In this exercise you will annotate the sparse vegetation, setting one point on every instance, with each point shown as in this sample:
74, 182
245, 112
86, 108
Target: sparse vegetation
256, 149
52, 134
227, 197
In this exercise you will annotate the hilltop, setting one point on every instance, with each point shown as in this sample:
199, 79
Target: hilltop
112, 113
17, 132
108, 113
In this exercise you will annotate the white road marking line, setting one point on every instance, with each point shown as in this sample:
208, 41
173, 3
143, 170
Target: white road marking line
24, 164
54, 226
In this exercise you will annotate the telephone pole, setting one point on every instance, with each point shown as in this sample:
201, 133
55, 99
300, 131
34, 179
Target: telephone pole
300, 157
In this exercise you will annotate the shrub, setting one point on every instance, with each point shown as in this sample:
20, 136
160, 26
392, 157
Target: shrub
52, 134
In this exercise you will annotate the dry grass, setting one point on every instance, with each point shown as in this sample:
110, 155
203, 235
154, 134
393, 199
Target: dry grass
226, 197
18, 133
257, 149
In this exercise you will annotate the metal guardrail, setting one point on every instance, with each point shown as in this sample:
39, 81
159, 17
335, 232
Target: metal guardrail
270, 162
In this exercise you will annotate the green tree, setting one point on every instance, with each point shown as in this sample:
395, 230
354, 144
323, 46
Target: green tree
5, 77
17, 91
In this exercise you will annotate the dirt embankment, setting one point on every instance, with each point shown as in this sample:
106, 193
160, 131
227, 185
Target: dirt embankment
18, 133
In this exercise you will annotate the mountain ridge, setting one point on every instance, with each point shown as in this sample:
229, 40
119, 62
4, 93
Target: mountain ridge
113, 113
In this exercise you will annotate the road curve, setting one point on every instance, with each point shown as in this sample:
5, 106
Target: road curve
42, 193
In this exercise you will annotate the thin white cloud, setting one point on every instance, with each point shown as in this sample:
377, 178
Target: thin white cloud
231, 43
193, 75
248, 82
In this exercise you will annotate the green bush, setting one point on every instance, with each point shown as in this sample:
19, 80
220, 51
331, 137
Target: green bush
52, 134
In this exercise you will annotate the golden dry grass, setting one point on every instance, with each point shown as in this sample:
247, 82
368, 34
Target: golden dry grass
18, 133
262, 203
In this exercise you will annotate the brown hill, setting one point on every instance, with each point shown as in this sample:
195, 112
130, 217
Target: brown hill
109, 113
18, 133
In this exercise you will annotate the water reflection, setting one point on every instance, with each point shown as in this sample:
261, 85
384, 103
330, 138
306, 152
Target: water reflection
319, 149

------------------------------------------------------------

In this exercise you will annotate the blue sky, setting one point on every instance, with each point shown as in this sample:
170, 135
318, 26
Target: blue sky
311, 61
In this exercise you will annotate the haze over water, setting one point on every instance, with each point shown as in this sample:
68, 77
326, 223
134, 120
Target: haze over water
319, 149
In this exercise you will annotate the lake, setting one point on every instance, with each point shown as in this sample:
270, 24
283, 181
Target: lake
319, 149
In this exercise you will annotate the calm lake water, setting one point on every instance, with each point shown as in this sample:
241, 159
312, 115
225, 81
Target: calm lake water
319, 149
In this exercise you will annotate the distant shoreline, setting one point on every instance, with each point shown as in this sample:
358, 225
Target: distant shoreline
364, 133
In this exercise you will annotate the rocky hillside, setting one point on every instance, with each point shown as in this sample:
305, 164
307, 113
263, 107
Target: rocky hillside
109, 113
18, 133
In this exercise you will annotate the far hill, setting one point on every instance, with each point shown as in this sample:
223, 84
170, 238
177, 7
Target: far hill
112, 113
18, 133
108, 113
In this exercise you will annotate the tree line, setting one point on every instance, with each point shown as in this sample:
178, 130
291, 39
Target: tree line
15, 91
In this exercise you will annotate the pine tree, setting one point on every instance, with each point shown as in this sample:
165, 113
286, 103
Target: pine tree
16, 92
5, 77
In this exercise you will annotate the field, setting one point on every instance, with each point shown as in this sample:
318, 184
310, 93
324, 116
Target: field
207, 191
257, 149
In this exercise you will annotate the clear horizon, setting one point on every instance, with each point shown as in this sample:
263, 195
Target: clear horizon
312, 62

------------------------------------------------------------

### Required work
Identify every line in the entries above that contains the word "curve", and copy each of those lines.

### Task solution
In this exercise you will annotate the road curve, setting one point on every instance, with each point shown as in this sample:
Target: road curve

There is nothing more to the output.